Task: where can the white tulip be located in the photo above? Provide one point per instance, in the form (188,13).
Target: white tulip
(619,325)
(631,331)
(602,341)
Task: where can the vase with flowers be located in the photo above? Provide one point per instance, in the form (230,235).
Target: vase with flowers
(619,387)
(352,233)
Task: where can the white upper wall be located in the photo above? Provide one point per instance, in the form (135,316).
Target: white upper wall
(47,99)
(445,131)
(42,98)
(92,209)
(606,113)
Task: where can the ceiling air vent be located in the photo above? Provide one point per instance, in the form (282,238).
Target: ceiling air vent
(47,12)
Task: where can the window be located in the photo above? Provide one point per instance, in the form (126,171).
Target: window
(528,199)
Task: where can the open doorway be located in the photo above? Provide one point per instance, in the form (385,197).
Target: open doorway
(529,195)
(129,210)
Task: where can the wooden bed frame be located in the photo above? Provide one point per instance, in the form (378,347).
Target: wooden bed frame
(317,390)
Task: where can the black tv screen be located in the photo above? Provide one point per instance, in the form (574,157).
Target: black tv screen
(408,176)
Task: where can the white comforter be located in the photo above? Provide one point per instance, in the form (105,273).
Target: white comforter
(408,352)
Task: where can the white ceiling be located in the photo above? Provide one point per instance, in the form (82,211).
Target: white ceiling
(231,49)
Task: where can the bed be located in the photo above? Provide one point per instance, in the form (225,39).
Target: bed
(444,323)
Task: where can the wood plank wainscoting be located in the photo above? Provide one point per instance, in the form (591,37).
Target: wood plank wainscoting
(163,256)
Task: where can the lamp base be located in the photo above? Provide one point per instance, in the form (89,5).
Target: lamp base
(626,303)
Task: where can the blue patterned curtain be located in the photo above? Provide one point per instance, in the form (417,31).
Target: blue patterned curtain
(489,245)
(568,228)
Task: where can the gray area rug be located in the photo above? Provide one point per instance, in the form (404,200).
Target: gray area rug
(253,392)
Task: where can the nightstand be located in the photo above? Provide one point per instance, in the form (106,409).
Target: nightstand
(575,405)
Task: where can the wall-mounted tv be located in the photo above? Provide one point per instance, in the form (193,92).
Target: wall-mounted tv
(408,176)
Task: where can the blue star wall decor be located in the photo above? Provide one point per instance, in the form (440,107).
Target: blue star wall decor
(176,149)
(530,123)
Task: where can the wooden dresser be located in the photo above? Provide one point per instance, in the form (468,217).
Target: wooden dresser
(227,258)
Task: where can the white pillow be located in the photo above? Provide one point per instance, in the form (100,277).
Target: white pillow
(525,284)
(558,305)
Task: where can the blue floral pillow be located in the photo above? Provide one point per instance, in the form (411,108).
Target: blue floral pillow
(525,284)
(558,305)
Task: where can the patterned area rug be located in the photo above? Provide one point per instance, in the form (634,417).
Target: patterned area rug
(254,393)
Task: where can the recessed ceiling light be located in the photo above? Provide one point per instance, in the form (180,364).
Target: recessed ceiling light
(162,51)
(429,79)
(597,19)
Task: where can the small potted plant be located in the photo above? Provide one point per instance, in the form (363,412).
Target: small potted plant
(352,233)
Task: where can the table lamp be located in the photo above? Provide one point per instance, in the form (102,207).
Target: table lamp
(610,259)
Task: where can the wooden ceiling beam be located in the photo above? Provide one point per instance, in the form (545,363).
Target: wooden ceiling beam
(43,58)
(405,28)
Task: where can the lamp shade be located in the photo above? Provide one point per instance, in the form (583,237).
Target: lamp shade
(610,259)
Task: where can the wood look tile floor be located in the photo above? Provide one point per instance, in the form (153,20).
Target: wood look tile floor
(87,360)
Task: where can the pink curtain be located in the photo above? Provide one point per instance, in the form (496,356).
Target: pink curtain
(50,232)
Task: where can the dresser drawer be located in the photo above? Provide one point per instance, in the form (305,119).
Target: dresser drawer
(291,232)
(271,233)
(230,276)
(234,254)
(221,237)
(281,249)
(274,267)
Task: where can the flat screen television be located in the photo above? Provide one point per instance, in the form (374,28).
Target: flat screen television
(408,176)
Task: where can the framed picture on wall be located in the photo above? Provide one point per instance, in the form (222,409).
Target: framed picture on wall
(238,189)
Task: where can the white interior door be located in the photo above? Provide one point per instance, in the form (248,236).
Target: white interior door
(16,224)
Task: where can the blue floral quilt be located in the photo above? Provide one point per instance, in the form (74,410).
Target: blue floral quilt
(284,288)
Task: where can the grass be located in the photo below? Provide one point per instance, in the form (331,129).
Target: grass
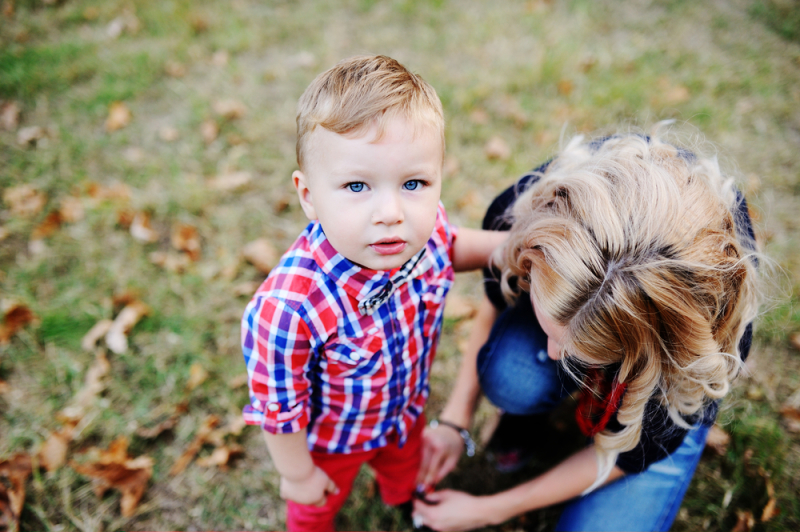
(528,71)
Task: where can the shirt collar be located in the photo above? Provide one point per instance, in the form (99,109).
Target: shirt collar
(358,282)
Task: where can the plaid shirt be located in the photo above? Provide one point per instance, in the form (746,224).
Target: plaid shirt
(313,360)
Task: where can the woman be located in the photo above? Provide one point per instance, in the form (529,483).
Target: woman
(630,269)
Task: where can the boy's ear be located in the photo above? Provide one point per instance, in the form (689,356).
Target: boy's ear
(300,182)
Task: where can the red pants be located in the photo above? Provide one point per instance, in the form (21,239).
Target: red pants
(396,472)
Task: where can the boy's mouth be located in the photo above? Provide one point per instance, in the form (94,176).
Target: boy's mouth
(389,246)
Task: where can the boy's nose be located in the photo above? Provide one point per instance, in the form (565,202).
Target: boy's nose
(388,210)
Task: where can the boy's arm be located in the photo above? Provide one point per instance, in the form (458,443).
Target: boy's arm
(473,247)
(301,480)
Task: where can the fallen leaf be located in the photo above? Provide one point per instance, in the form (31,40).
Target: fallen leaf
(186,238)
(53,453)
(168,134)
(171,261)
(497,148)
(51,223)
(220,456)
(745,521)
(13,474)
(197,376)
(115,469)
(237,381)
(188,455)
(261,254)
(15,318)
(229,109)
(98,330)
(229,181)
(175,69)
(117,335)
(114,191)
(141,229)
(565,87)
(31,135)
(718,440)
(119,116)
(458,307)
(24,200)
(71,209)
(9,116)
(209,130)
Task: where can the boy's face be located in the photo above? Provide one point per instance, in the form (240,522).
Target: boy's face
(376,201)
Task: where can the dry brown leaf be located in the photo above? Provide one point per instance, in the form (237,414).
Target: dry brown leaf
(117,335)
(141,229)
(261,254)
(170,261)
(221,456)
(168,134)
(98,330)
(175,69)
(209,130)
(197,376)
(497,148)
(237,381)
(718,440)
(9,116)
(458,307)
(51,223)
(31,135)
(13,474)
(745,521)
(15,318)
(115,469)
(119,116)
(94,383)
(229,181)
(229,109)
(71,209)
(185,238)
(565,87)
(53,453)
(24,200)
(188,455)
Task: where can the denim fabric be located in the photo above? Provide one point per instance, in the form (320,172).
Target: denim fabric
(518,377)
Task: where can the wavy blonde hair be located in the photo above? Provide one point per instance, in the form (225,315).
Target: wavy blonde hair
(361,91)
(631,244)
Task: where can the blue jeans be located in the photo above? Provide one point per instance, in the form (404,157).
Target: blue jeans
(517,376)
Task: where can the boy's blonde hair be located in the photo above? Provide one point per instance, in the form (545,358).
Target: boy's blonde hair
(362,91)
(632,244)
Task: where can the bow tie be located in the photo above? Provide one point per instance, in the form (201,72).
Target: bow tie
(378,297)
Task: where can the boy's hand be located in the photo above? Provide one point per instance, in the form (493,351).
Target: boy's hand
(312,490)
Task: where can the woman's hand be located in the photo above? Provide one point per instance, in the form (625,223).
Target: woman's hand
(312,490)
(441,449)
(453,510)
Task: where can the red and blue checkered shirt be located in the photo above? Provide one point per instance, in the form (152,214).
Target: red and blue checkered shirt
(313,360)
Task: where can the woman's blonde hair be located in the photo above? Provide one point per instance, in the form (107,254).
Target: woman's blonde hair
(632,244)
(362,91)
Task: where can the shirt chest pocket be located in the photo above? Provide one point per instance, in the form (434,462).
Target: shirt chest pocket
(355,356)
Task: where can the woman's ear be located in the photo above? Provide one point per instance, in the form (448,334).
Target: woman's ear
(300,182)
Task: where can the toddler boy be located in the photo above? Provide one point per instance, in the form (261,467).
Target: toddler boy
(339,339)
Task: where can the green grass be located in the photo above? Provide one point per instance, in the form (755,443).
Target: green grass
(731,71)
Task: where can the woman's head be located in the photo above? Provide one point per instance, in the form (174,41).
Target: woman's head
(630,246)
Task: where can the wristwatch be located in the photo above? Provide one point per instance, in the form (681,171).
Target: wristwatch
(469,443)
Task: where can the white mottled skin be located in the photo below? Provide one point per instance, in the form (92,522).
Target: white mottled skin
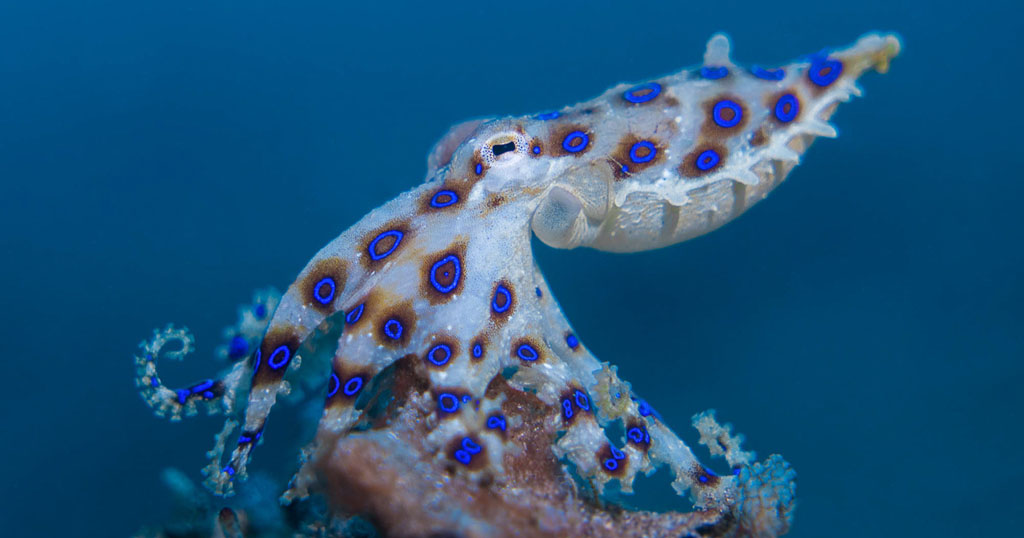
(568,201)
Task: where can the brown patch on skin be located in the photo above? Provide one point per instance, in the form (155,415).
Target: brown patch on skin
(621,157)
(527,341)
(481,340)
(689,167)
(772,99)
(760,137)
(496,200)
(702,477)
(438,354)
(332,267)
(476,461)
(351,381)
(712,130)
(288,336)
(508,301)
(387,333)
(605,454)
(450,274)
(637,435)
(558,135)
(569,405)
(536,148)
(477,160)
(461,190)
(385,244)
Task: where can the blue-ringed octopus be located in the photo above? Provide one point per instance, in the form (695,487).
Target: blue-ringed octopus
(453,349)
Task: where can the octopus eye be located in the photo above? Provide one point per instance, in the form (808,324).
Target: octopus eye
(500,149)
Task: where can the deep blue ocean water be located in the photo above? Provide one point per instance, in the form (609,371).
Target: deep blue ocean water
(158,163)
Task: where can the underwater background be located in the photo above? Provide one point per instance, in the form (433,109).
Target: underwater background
(159,162)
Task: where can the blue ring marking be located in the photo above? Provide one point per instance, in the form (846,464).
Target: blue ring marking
(470,446)
(720,107)
(653,89)
(708,160)
(442,347)
(526,353)
(651,152)
(373,244)
(767,74)
(352,386)
(576,135)
(714,73)
(201,386)
(582,400)
(453,405)
(354,315)
(435,200)
(327,281)
(239,347)
(392,328)
(820,64)
(497,422)
(780,108)
(503,291)
(451,258)
(282,350)
(333,385)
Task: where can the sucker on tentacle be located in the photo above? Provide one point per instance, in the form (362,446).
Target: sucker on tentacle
(450,335)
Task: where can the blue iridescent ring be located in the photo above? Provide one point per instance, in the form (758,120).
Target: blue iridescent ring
(767,74)
(448,403)
(526,353)
(280,357)
(354,315)
(352,385)
(374,255)
(642,145)
(318,294)
(457,269)
(579,137)
(333,385)
(642,92)
(443,199)
(501,291)
(721,119)
(443,350)
(786,108)
(714,73)
(823,71)
(708,160)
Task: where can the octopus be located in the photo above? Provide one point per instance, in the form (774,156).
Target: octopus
(458,399)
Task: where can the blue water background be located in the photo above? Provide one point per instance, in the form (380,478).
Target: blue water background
(158,163)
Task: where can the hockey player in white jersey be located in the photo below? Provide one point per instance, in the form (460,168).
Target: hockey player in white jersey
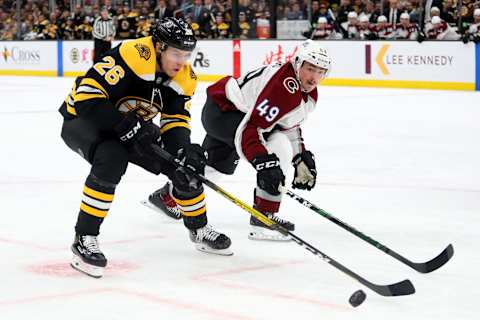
(257,117)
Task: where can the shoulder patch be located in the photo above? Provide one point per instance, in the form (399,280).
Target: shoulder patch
(185,82)
(192,74)
(143,51)
(291,84)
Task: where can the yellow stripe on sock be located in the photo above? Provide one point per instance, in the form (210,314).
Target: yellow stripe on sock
(93,211)
(97,194)
(195,213)
(190,202)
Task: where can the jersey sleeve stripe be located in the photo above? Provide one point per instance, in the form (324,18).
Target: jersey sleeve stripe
(172,125)
(94,84)
(175,116)
(87,96)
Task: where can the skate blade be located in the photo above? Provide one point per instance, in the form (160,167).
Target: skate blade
(262,234)
(150,205)
(88,269)
(221,252)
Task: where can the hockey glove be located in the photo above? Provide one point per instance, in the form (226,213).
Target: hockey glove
(193,158)
(137,135)
(305,171)
(269,173)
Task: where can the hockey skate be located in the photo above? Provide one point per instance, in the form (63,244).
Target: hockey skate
(161,201)
(210,241)
(87,257)
(260,231)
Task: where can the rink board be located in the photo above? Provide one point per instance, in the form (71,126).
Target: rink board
(394,64)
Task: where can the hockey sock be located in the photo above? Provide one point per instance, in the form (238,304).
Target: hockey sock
(96,200)
(193,208)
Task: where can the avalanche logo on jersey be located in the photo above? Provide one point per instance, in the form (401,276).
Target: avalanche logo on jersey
(291,84)
(143,51)
(139,105)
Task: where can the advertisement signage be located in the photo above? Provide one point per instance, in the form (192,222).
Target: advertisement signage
(25,57)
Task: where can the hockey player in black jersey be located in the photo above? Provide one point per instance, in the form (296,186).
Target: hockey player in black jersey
(108,121)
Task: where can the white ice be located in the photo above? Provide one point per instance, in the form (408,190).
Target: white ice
(399,165)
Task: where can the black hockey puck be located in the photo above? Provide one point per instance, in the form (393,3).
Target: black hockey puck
(357,298)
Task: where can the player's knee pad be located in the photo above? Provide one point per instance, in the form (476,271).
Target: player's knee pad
(279,144)
(221,156)
(110,161)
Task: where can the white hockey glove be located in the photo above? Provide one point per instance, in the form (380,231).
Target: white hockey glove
(305,171)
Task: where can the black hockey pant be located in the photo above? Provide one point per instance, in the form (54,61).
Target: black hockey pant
(219,141)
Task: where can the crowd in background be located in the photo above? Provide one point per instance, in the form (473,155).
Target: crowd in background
(212,19)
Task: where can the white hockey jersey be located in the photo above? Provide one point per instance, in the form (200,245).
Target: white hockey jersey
(272,99)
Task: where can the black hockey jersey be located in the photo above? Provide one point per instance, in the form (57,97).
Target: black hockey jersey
(126,81)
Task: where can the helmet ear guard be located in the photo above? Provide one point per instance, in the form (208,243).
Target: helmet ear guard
(175,33)
(313,53)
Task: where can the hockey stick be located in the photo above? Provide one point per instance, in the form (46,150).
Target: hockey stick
(423,267)
(401,288)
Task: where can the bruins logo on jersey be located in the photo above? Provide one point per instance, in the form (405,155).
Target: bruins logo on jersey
(139,105)
(143,51)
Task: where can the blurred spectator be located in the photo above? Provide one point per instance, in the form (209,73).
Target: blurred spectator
(40,21)
(162,11)
(315,12)
(473,32)
(383,29)
(103,33)
(370,11)
(393,13)
(343,10)
(210,6)
(324,30)
(440,30)
(296,13)
(143,27)
(405,29)
(247,30)
(126,23)
(324,12)
(220,29)
(366,30)
(449,13)
(350,27)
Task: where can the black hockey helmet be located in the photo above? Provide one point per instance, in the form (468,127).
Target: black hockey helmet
(174,32)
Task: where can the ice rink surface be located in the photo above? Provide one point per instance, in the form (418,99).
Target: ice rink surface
(400,165)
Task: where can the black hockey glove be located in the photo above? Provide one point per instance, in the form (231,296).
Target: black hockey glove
(193,158)
(137,134)
(269,173)
(305,171)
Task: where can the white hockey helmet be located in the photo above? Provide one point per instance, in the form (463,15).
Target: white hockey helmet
(322,20)
(405,15)
(436,20)
(314,53)
(363,18)
(382,19)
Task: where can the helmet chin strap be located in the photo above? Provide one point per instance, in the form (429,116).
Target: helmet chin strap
(296,68)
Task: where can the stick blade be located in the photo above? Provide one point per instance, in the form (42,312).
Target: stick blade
(436,262)
(402,288)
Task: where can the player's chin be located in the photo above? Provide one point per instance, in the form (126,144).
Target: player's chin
(172,72)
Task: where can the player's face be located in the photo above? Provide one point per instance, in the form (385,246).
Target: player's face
(310,75)
(172,60)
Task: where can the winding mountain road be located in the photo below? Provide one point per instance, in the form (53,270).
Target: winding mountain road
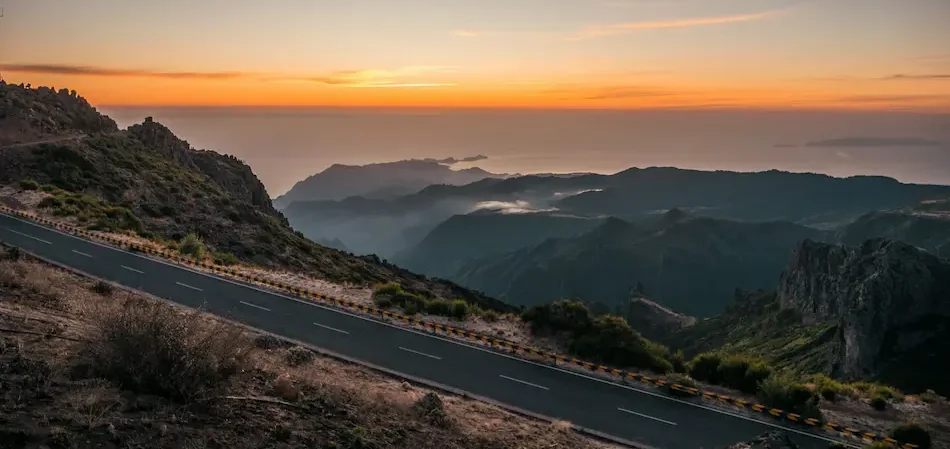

• **The task**
All that belongs in your answer is the stretch of entries above from the line with "Target: deep blue ocean water" through the line with "Task: where can the blue ring", printed exactly.

• **Completed task**
Target: deep blue ocean water
(158,163)
Task: where can the underwater background be located in the photo above? Provide one point per instance, in the form (433,109).
Target: underwater background
(159,162)
Task: where can the blue ring marking be located in the photo above? Provide one point per instance, in the form (846,464).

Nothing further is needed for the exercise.